▶ **Work instructions**: Rewrite the data starting with the line that contains "Thank you for the photo. Could you indicate the white" and going on through the line that contains "<point>102,143</point>", switching "marker" to "dot" and leaving everything else unchanged.

▶ **Records for this exercise**:
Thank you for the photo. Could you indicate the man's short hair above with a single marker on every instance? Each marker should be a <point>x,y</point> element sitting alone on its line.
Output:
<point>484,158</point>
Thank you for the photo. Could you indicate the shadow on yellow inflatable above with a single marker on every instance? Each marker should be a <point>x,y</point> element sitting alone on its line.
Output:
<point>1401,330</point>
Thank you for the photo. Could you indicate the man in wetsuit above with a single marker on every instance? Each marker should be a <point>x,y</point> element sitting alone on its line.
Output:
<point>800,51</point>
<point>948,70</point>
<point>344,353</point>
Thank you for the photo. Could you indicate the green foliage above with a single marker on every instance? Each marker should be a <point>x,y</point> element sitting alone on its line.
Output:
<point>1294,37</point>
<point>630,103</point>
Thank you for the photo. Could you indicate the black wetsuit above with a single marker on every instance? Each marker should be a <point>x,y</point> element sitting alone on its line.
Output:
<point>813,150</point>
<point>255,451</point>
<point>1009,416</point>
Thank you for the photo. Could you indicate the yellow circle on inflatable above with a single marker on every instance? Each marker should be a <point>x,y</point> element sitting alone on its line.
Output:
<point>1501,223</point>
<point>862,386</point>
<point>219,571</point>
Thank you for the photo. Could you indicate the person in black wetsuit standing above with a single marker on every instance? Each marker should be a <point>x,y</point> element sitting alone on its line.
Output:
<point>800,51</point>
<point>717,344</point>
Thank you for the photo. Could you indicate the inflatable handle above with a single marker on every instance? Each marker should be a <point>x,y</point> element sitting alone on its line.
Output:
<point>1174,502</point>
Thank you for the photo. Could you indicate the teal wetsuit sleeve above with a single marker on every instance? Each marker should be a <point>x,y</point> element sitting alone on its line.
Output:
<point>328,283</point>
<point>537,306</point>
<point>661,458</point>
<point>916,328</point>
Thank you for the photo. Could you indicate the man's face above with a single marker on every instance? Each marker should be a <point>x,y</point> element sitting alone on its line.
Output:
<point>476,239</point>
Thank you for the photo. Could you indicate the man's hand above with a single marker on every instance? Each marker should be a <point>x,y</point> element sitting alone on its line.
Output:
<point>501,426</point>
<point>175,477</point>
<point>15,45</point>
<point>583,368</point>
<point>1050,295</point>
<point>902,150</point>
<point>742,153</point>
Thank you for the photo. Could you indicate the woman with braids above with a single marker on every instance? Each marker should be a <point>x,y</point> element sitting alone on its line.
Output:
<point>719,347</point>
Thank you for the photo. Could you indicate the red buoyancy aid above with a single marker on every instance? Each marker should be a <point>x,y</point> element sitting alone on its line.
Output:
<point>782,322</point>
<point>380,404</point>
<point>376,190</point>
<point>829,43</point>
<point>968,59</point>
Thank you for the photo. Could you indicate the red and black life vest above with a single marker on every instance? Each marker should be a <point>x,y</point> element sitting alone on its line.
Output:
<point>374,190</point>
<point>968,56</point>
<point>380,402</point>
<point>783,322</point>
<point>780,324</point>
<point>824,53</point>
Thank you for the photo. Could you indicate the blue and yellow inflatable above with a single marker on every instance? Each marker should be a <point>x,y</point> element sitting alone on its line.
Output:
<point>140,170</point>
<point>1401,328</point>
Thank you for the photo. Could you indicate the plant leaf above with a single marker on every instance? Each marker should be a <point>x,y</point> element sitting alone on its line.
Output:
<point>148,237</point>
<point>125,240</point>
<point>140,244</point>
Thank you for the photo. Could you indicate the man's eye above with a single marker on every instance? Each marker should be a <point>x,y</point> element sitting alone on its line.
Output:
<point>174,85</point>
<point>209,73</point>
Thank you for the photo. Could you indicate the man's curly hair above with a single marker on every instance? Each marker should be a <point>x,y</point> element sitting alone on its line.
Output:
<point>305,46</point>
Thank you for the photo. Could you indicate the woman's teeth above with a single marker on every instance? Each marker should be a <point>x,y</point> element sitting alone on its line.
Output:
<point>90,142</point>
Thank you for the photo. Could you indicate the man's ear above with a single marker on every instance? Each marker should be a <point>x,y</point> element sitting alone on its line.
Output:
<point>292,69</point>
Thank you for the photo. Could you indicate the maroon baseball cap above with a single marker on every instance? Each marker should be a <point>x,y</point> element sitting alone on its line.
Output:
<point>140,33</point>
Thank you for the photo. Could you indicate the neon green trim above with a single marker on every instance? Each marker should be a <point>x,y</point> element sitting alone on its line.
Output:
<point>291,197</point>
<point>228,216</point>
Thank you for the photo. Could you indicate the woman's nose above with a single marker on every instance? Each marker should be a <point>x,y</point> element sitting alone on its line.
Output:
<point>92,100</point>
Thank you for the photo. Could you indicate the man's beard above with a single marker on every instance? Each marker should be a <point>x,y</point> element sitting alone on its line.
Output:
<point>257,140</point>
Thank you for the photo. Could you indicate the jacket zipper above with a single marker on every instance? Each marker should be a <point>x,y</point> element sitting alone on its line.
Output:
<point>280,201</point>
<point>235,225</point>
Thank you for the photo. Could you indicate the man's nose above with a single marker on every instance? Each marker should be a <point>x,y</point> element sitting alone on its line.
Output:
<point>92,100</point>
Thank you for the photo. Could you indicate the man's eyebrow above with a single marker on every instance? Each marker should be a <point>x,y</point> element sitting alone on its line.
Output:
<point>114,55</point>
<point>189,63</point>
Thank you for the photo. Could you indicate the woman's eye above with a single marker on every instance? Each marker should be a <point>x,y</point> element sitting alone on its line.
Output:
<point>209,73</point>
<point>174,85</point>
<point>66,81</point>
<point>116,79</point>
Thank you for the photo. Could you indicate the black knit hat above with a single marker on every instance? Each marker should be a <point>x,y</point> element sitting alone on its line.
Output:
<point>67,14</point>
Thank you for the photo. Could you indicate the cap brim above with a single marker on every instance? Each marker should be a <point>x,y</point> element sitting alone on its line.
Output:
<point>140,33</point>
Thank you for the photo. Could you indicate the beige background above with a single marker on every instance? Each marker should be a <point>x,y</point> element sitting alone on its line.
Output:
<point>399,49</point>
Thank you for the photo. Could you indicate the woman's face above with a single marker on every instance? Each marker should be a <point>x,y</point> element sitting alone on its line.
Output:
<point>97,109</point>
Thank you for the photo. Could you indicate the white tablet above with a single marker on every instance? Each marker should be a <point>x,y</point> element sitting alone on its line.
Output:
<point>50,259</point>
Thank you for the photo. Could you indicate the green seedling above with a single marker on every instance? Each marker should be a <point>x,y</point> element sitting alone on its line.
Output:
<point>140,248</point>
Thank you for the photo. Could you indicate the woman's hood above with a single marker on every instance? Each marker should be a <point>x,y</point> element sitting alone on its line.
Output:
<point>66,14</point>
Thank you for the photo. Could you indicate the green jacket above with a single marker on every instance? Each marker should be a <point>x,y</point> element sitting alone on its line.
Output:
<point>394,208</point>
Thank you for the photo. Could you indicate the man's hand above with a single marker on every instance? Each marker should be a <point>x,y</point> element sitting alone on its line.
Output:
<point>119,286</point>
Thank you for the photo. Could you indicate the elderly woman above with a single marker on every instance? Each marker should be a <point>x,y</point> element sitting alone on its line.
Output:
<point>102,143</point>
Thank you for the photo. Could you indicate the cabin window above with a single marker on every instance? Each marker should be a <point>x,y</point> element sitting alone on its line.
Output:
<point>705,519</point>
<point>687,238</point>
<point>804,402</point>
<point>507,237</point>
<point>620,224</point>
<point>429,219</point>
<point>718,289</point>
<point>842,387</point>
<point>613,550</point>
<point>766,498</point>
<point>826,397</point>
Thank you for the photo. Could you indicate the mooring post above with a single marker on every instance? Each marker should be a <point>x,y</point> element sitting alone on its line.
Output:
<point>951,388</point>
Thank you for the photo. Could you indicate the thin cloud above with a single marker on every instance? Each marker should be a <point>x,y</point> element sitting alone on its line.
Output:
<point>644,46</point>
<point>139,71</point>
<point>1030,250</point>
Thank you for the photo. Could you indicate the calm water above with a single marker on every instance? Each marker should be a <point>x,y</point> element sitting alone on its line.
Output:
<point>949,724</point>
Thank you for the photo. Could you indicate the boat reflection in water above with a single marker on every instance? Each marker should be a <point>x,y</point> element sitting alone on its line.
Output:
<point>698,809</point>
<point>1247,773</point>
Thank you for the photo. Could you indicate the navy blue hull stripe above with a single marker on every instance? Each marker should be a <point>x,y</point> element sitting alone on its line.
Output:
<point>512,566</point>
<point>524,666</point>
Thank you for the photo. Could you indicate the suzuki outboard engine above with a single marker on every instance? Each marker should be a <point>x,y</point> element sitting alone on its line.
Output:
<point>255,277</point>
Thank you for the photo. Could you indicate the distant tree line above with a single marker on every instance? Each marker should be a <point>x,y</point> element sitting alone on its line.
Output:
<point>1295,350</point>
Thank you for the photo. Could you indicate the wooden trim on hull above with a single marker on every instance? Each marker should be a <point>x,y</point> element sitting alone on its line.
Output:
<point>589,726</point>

▶ **Exercise output**:
Thank you for the photo. Could you indicate the white tablet above with a single dot on every instance? Each dot should be a <point>x,y</point> element sitting alone on its line.
Output:
<point>50,259</point>
Thank you for the photo. Could you indicate the green seedling above with a single dot on every instance? Each dot should be a <point>x,y</point> element sitting alone on its line.
Output:
<point>140,248</point>
Thank you for the photo. Could you indicate the woman's hood above with a single dot on every instance? Each dot should be a <point>x,y</point> element sitting alone on its line.
Output:
<point>66,14</point>
Thank you for the photo. Could you indicate the green jacket above with a single dot on every instance? Each dot should be a <point>x,y</point> element sitting alone on its line.
Output:
<point>394,208</point>
Thank you for the photo. Could you indicate the man's hand above with a single dot on every instance? Each dot should be a <point>x,y</point> element sitting alone on its line.
Output:
<point>119,286</point>
Thank you for the photo. Could you indicate the elderly woman above with a single dot on every instance? Each dot should be a <point>x,y</point> element sitting alone on its line.
Output:
<point>102,143</point>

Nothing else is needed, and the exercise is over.